Material to process -
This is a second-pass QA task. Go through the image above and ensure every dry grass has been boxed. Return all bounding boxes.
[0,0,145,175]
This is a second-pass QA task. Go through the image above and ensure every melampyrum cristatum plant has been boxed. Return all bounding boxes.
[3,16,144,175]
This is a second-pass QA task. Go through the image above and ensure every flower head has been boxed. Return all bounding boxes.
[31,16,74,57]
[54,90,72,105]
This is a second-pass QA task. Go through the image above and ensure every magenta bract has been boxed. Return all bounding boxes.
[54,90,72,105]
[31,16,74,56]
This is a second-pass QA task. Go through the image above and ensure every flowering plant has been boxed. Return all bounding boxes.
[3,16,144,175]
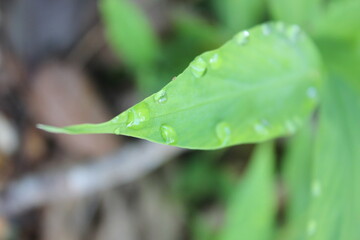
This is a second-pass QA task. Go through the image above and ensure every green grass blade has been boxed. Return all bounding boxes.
[279,124,314,240]
[100,0,160,69]
[213,0,266,33]
[306,74,360,240]
[36,22,322,149]
[314,0,360,39]
[219,143,276,240]
[269,0,321,29]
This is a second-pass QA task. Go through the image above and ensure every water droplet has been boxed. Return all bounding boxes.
[261,24,272,36]
[209,53,222,69]
[235,30,250,45]
[154,89,167,103]
[275,22,285,32]
[114,128,121,135]
[287,25,301,41]
[215,122,231,145]
[307,219,317,236]
[190,57,206,78]
[254,119,270,135]
[306,87,317,99]
[160,124,177,144]
[126,103,150,129]
[311,180,321,197]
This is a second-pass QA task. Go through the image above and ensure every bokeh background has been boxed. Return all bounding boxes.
[0,0,360,240]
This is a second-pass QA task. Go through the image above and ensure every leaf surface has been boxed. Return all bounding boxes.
[40,22,322,149]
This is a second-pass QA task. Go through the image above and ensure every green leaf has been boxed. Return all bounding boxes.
[280,124,314,240]
[306,60,360,240]
[100,0,160,69]
[269,0,321,30]
[219,143,276,240]
[314,0,360,39]
[213,0,266,33]
[40,22,322,149]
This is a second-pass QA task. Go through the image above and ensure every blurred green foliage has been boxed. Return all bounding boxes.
[40,0,360,240]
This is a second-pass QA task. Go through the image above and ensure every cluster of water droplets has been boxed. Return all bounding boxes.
[126,102,150,129]
[190,57,207,78]
[154,89,167,104]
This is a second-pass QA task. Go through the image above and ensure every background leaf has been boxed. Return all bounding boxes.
[314,0,360,39]
[40,22,321,149]
[219,143,276,240]
[213,0,266,33]
[269,0,321,30]
[100,0,160,68]
[280,122,314,240]
[307,75,360,240]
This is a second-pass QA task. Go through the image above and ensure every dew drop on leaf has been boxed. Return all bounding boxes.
[154,89,167,103]
[209,53,222,69]
[160,124,177,144]
[261,24,272,36]
[126,102,150,129]
[235,30,250,45]
[114,128,121,135]
[190,57,206,78]
[215,122,231,145]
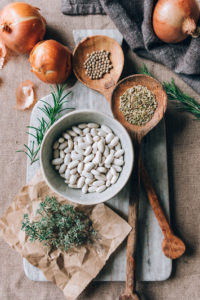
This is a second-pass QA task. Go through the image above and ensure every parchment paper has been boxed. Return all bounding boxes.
[0,170,131,300]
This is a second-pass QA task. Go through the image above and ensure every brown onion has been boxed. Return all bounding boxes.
[153,0,200,43]
[29,40,71,83]
[0,2,46,53]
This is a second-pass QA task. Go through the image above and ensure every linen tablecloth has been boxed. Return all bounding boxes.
[0,0,200,300]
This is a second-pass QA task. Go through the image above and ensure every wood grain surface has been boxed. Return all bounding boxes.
[0,0,200,300]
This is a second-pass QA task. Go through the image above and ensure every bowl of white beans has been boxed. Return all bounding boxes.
[40,110,134,205]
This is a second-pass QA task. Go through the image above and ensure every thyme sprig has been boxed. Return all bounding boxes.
[141,64,200,120]
[17,84,74,164]
[21,196,97,252]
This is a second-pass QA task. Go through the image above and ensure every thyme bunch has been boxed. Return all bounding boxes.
[21,196,96,252]
[141,64,200,120]
[17,84,73,164]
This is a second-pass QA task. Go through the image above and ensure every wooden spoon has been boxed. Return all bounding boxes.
[141,162,185,259]
[111,75,167,300]
[73,35,124,102]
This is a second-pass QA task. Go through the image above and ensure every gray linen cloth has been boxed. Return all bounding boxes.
[62,0,200,93]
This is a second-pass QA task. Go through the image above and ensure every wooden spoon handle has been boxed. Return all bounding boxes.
[140,161,172,237]
[126,143,141,293]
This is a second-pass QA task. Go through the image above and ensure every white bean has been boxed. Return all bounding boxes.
[110,167,117,176]
[82,170,93,179]
[106,133,114,144]
[53,141,59,150]
[115,149,124,158]
[53,149,60,158]
[88,123,99,128]
[92,180,105,187]
[112,165,122,173]
[65,169,70,180]
[108,136,119,148]
[83,153,94,164]
[98,129,107,137]
[83,127,90,134]
[68,140,74,150]
[77,162,84,174]
[67,130,77,137]
[72,126,83,135]
[58,142,68,150]
[92,151,101,165]
[82,184,88,194]
[94,174,106,181]
[84,162,94,172]
[97,167,107,173]
[71,152,83,161]
[115,143,122,151]
[74,145,85,155]
[101,125,112,133]
[85,133,93,144]
[97,140,105,152]
[59,150,65,158]
[52,157,63,166]
[68,183,78,189]
[77,177,85,189]
[84,146,92,156]
[106,180,111,187]
[85,178,95,185]
[106,171,113,181]
[92,142,98,154]
[68,160,79,169]
[111,173,119,184]
[103,145,109,157]
[105,154,114,165]
[58,138,65,144]
[69,174,78,184]
[59,164,67,174]
[91,169,100,175]
[79,142,90,149]
[63,132,71,140]
[93,135,101,142]
[90,128,97,137]
[114,158,124,166]
[88,186,96,193]
[70,168,77,175]
[96,185,106,193]
[78,123,87,129]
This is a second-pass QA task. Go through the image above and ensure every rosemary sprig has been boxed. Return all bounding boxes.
[17,84,74,164]
[21,196,97,251]
[141,64,200,120]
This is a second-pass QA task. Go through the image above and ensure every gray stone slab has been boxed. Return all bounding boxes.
[23,30,172,281]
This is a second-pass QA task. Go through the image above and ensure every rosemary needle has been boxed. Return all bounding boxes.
[17,84,74,164]
[141,64,200,120]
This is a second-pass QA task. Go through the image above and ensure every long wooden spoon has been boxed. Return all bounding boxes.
[111,75,167,300]
[140,162,185,259]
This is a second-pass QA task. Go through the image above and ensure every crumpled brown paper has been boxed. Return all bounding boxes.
[0,171,131,300]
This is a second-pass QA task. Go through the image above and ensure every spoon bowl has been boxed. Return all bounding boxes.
[111,74,167,300]
[162,234,185,259]
[111,74,167,138]
[73,35,124,99]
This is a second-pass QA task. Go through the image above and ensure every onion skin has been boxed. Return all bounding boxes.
[29,40,71,83]
[0,2,46,53]
[153,0,200,43]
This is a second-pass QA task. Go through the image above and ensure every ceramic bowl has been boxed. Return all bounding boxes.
[40,110,134,205]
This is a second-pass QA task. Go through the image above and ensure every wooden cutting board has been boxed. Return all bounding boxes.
[23,30,172,281]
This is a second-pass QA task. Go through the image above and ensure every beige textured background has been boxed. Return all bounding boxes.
[0,0,200,300]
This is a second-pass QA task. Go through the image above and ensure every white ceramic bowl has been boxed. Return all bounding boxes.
[40,110,134,205]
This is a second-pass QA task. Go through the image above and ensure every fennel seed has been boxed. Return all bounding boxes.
[83,50,113,79]
[120,85,158,126]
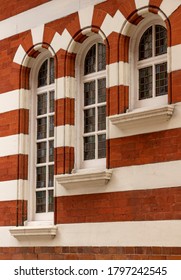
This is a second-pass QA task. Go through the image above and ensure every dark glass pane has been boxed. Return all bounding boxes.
[37,142,47,163]
[37,92,47,115]
[36,166,46,188]
[48,165,54,187]
[49,58,55,84]
[49,141,54,162]
[48,190,54,212]
[98,78,106,103]
[98,43,106,71]
[98,106,106,130]
[155,25,167,55]
[155,62,168,96]
[98,134,106,158]
[84,45,96,75]
[38,60,48,87]
[84,136,95,160]
[49,116,54,137]
[37,117,47,139]
[139,27,152,60]
[84,81,95,106]
[84,108,95,133]
[36,191,46,213]
[139,66,152,100]
[49,90,55,113]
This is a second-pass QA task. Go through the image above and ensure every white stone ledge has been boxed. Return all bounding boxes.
[9,226,57,239]
[55,170,112,188]
[109,105,174,129]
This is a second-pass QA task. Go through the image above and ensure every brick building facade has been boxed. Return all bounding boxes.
[0,0,181,259]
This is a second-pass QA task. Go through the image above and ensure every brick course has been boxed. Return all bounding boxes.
[55,186,181,224]
[0,246,181,260]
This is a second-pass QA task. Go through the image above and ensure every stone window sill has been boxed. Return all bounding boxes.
[109,105,174,129]
[56,169,112,188]
[9,225,57,239]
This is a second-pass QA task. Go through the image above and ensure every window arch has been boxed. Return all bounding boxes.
[76,40,106,169]
[29,53,55,221]
[131,19,168,109]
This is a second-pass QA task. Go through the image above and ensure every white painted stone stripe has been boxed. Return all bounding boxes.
[107,102,181,139]
[78,6,94,29]
[55,160,181,197]
[106,61,129,87]
[55,124,75,148]
[101,11,126,37]
[160,0,181,17]
[31,24,45,45]
[0,0,105,40]
[0,134,29,157]
[13,45,26,65]
[0,180,28,201]
[0,220,181,247]
[168,44,181,72]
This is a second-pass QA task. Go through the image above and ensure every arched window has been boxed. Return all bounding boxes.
[78,42,106,168]
[132,20,168,108]
[30,57,55,220]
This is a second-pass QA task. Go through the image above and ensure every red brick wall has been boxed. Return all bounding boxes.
[0,200,27,226]
[55,187,181,224]
[108,128,181,168]
[0,246,181,260]
[0,0,51,20]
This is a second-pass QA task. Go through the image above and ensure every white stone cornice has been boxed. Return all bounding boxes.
[109,105,174,129]
[55,169,112,188]
[9,226,57,239]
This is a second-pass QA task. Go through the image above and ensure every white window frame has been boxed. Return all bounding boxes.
[27,51,56,225]
[129,15,168,110]
[75,35,106,172]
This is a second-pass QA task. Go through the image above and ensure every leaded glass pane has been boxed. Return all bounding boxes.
[38,60,48,87]
[37,142,47,163]
[36,166,46,188]
[37,92,47,116]
[49,141,54,162]
[49,116,54,137]
[84,45,96,75]
[84,81,95,106]
[155,62,168,96]
[49,90,55,113]
[155,25,167,55]
[98,134,106,158]
[49,57,54,84]
[84,136,95,160]
[84,108,95,133]
[139,66,152,100]
[98,106,106,130]
[36,191,46,213]
[98,78,106,103]
[139,27,152,60]
[98,43,106,71]
[37,117,47,139]
[48,165,54,187]
[48,190,54,212]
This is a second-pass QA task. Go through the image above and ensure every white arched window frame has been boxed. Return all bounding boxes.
[28,51,55,224]
[129,15,168,110]
[75,36,106,171]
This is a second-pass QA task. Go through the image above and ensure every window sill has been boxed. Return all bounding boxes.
[56,169,112,188]
[109,105,174,129]
[9,226,57,239]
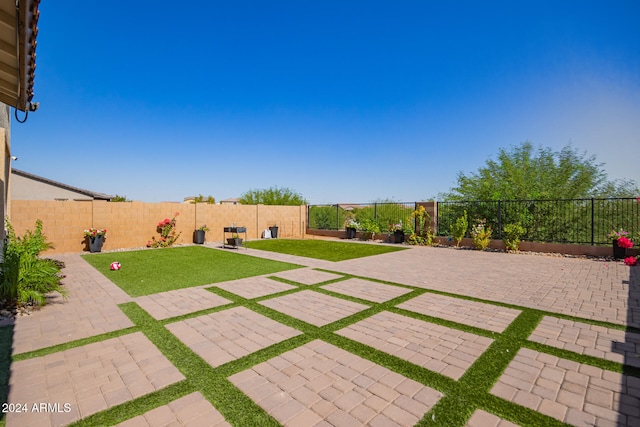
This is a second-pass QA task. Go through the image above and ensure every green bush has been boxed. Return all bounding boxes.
[0,220,67,306]
[451,210,469,246]
[471,219,493,251]
[502,223,526,251]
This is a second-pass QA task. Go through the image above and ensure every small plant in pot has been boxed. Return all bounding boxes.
[193,224,211,245]
[344,218,359,239]
[84,228,107,252]
[607,228,633,259]
[389,220,404,243]
[358,218,380,240]
[227,233,242,246]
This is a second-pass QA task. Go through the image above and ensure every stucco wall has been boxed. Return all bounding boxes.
[11,173,92,200]
[11,200,306,253]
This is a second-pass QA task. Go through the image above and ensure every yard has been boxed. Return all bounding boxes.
[5,240,640,427]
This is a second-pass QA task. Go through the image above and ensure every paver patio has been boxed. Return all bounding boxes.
[2,242,640,427]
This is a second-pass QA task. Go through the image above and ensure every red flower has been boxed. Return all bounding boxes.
[618,237,633,249]
[624,256,638,267]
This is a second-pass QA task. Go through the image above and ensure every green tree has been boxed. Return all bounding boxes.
[239,187,309,206]
[439,141,639,200]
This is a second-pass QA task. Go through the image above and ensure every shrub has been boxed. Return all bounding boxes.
[147,212,182,248]
[502,223,526,251]
[407,206,436,246]
[0,220,67,306]
[451,211,469,246]
[471,219,493,251]
[358,218,380,239]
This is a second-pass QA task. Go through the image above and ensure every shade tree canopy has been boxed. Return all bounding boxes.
[438,141,640,200]
[239,186,309,206]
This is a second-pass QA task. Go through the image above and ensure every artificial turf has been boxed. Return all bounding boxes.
[245,239,407,261]
[0,244,640,427]
[83,246,301,297]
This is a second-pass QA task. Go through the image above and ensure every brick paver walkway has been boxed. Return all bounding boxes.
[260,291,368,326]
[336,311,493,380]
[7,332,184,427]
[398,294,520,332]
[3,244,640,427]
[167,307,300,367]
[216,277,295,299]
[13,256,133,353]
[321,279,411,302]
[332,247,640,328]
[229,340,442,427]
[134,288,231,320]
[118,392,231,427]
[491,349,640,426]
[529,316,640,367]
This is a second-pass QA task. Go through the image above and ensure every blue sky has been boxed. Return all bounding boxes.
[11,0,640,203]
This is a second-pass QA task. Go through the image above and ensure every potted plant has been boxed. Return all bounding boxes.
[471,219,493,251]
[389,220,404,243]
[344,218,359,239]
[84,227,107,252]
[193,224,211,245]
[607,228,633,259]
[358,218,380,240]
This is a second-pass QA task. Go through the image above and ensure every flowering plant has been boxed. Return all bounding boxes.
[389,220,403,233]
[618,237,633,249]
[84,227,107,238]
[147,212,182,248]
[471,219,493,251]
[624,256,638,267]
[607,228,629,240]
[344,218,360,228]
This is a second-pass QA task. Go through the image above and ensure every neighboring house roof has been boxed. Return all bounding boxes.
[11,168,115,201]
[0,0,40,111]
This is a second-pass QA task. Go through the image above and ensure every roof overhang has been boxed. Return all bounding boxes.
[0,0,40,111]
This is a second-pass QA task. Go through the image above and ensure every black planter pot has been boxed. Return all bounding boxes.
[613,239,627,259]
[89,236,104,253]
[227,237,242,246]
[193,230,205,245]
[346,227,356,239]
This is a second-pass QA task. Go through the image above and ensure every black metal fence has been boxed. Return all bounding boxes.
[307,202,416,232]
[437,198,640,245]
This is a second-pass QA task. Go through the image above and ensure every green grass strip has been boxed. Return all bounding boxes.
[246,239,407,262]
[69,381,195,427]
[82,246,302,297]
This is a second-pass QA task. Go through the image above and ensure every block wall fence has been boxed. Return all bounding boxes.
[9,200,307,254]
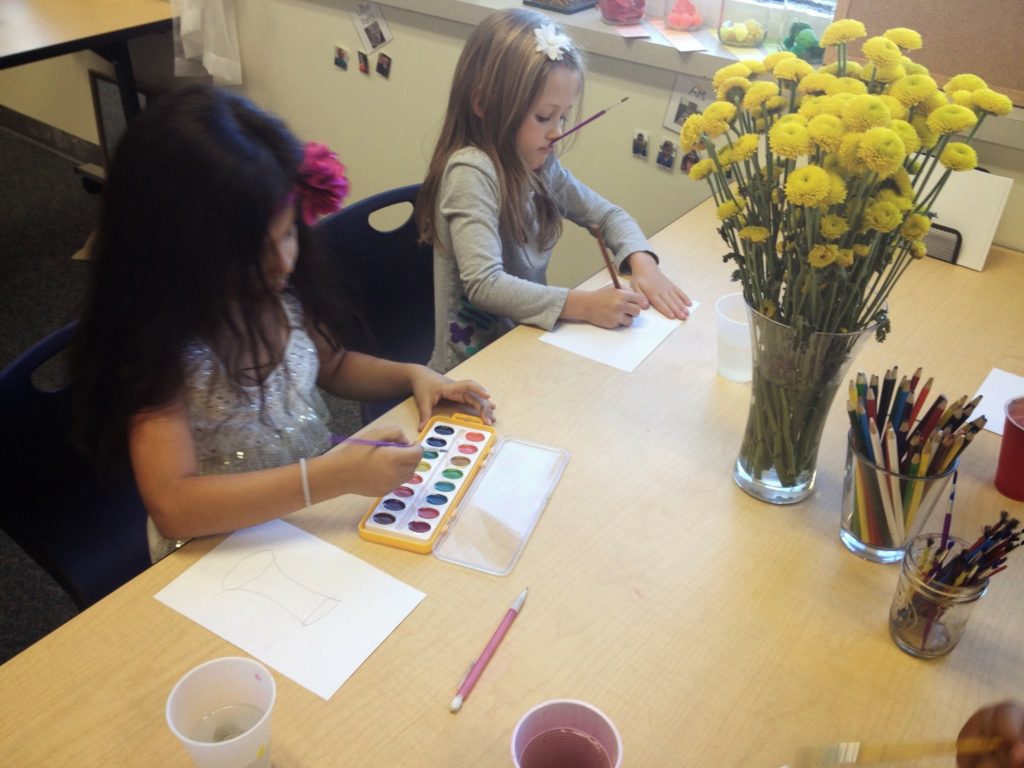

Written task -
Can you give the records from the line with "walkway has been boxed. Return all bounding boxes." up to and including the line with "[216,277,295,299]" as a two-column CSV with the headers record and answer, one row per record, each field in quotes and any line breaks turned into spaces?

Finished answer -
record,answer
"This is a second-pass QA task. Go through the image above and ensure every brick paver walkway has been boxed. Return all bounding boxes.","[260,291,368,326] [336,311,493,380] [7,332,184,427] [398,294,520,332] [3,244,640,427] [167,307,300,367] [216,277,295,299]"